» **Page text**

[START]

To do this we use the dsetool to create a Solr core based on the Transactions table. In a production environment we would only index the columns that we would want to query on (pre-requisite: run the CQL schema create script as described above to create the necessary tables).

To check that DSE Search is up and running sucessfully go to http://[DSE node]:8983/solr/

By default, when you create a Solr core resources will not be generated and existing data is not re-indexed - the idea behind this is so that you can check and customize the resources before indexing. To override the default and reindex existing data, use the reindex=true option, for example:

dsetool create_core rtfap.transactions generateResources=true reindex=true

Navigate to the Solr directory to create the Solr cores for our transaction data.

Run the script build_solr_indexes.sh to create the indexes. The script will run the following commands:

dsetool create_core rtfap.transactions generateResources=true reindex=true

dsetool create_core rtfap.txn_count_min generateResources=true reindex=true
dsetool reload_core rtfap.txn_count_min schema=./txn_count_min.xml reindex=true

Note that we're using a custom schema definition for the core that we're creating on the txn_count_min table. We do this using a custom xml schema definition file.

The schema definition file txn_count_min.xml file contains the line:

<field indexed="true" multiValued="false" name="time" stored="true" type="TrieDateField" docValues="true" />

We're using the docValues option on the time column to allow us to sort on the time field.

sing Solr with CQL

Now that we have created the Solr cores (lucene indexes) we can query our data in a number of ways. One is through cql using the solr_query column. The other is through a third party library like SolrJ which will interact with the search tool through ReST.

Below are the CQL Solr queries addressing some of the client requirements (&more) for searching the data in DSE:

Get counts (&records) of transactions faceted by merchant or cc_provider.

SELECT * FROM rtfap.transactions where solr_query='{"q":"*:*", "facet":{"field":"merchant"}}';
SELECT * FROM rtfap.transactions where solr_query='{"q":"*:*", "facet":{"field":"cc_provider"}}';

Get transactions by first 6 digits of cc_no (and perhaps filter query it further by the status!).

[END]

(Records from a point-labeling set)

[START]

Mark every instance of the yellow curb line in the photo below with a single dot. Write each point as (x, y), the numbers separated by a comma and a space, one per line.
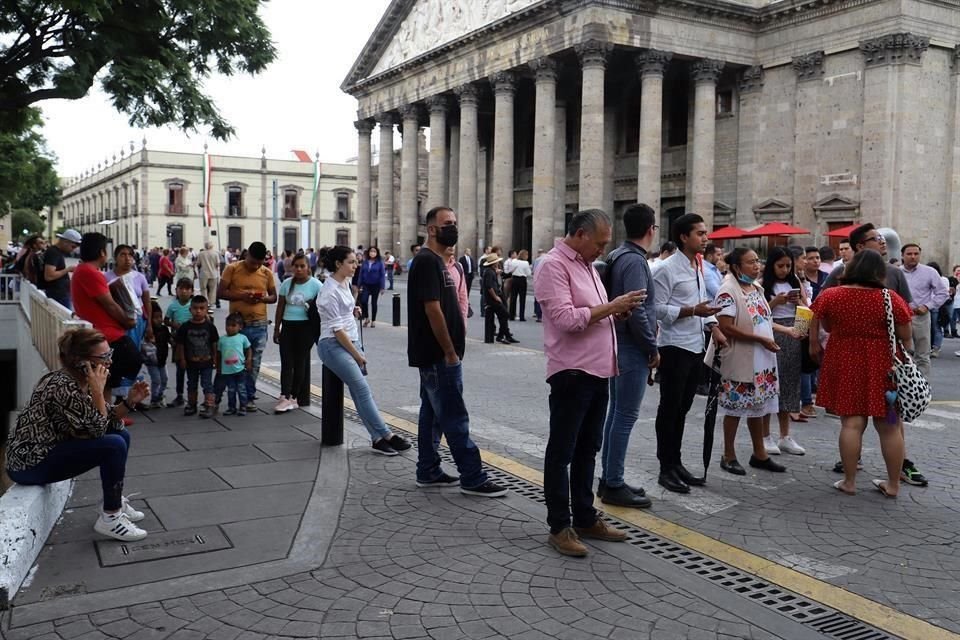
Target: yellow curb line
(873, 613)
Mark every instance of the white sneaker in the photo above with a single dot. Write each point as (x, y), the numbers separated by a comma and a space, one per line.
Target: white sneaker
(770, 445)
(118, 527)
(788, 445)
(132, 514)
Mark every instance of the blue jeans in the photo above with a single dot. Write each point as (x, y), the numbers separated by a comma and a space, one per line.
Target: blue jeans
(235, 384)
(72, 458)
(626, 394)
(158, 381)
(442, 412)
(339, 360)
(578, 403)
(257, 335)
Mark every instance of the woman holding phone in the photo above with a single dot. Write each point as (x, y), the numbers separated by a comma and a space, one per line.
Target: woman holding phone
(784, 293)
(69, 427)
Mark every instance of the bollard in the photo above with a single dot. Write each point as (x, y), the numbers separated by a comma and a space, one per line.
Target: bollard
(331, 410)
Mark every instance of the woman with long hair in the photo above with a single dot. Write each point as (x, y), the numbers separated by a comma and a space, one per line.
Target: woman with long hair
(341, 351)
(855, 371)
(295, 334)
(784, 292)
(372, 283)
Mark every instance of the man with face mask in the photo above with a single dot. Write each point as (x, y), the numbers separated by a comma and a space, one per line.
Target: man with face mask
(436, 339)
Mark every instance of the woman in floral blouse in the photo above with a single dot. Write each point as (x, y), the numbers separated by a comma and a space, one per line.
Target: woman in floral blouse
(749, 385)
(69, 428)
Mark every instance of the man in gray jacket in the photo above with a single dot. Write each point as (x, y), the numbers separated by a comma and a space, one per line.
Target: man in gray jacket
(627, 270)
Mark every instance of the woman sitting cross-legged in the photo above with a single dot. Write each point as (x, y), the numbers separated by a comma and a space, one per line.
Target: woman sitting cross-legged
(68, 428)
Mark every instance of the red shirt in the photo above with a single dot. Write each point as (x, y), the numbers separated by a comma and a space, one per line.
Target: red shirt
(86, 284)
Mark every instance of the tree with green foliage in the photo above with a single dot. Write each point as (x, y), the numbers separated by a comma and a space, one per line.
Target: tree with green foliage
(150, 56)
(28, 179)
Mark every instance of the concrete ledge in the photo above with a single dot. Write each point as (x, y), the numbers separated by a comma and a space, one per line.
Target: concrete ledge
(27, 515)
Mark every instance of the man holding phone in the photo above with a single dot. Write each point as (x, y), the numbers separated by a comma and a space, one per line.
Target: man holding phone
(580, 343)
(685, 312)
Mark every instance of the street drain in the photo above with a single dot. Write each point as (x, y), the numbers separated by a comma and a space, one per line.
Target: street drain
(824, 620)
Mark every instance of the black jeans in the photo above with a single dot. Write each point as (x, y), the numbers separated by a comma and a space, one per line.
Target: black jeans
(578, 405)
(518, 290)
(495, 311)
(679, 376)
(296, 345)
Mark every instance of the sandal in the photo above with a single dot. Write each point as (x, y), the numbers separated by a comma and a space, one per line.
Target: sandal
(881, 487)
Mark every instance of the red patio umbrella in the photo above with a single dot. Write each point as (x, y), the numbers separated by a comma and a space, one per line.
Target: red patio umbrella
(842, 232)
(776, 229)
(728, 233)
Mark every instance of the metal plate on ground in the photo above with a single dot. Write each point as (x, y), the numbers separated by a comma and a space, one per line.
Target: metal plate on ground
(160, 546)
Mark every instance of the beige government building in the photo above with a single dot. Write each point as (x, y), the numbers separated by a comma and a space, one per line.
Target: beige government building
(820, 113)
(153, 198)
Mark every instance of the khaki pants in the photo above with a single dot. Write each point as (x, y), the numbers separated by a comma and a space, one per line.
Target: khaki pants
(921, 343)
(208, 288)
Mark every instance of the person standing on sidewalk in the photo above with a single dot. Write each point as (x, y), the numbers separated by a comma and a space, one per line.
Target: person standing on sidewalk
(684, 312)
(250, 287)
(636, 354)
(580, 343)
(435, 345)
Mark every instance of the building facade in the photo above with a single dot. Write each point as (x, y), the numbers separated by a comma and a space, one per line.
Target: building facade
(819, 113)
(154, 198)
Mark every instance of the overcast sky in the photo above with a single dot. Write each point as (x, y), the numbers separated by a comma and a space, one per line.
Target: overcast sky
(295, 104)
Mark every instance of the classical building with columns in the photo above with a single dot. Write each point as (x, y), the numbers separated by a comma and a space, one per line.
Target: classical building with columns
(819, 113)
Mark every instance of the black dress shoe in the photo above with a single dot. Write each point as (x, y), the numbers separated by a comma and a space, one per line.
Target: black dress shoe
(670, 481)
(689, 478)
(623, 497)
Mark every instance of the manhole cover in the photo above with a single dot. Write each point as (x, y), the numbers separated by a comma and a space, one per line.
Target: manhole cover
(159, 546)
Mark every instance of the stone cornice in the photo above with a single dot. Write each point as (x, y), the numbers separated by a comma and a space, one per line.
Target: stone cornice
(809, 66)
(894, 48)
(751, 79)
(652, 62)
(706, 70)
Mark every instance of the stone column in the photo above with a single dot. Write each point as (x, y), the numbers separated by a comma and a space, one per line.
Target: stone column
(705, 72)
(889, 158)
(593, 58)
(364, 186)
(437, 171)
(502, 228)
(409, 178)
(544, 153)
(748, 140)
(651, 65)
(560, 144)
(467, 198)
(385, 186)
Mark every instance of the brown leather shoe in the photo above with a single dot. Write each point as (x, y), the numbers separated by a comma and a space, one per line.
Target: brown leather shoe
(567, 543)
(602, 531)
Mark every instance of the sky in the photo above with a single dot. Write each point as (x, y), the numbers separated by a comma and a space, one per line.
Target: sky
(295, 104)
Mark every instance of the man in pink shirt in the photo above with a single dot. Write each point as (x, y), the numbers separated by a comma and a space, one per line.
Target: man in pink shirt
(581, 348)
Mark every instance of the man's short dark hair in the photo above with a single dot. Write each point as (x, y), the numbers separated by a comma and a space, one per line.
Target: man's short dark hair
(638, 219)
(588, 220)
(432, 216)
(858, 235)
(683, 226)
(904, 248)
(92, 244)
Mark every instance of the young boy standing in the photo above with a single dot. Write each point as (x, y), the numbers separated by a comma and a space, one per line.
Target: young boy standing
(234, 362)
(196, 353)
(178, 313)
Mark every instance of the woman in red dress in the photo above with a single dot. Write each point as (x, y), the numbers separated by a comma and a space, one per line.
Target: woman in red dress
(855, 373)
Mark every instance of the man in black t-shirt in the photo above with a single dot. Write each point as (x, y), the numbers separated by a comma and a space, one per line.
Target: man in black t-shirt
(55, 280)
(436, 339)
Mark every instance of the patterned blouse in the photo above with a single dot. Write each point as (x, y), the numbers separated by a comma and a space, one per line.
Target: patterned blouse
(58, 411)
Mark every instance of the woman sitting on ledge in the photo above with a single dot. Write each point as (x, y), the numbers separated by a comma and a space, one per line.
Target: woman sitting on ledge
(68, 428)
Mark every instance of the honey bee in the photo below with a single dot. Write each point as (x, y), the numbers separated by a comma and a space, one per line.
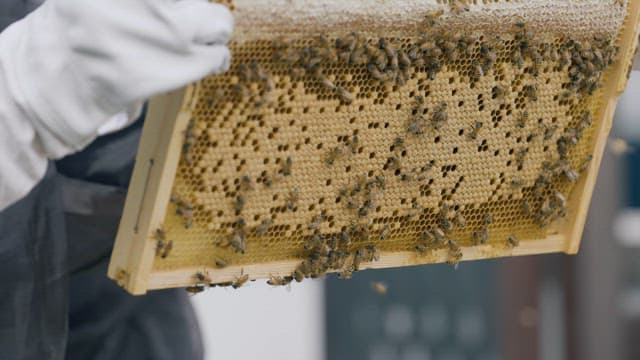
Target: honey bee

[END]

» **What needs to be done**
Decide whether each statement agrees with the page on DSE Search, answering yes or no and quoting the words of the page that settle it. 1. Creating a Solr core re-indexes existing data by default. 2. The docValues option is set on the time column so that results can be sorted on the time field. 3. The custom schema definition is used for the core created on the transactions table. The lines here aren't needed for anything that comes after.

» **Full solution**
1. No: "existing data is not re-indexed"
2. Yes: "We're using the docValues option on the time column to allow us to sort on the time field."
3. No: "we're using a custom schema definition for the core that we're creating on the txn_count_min table"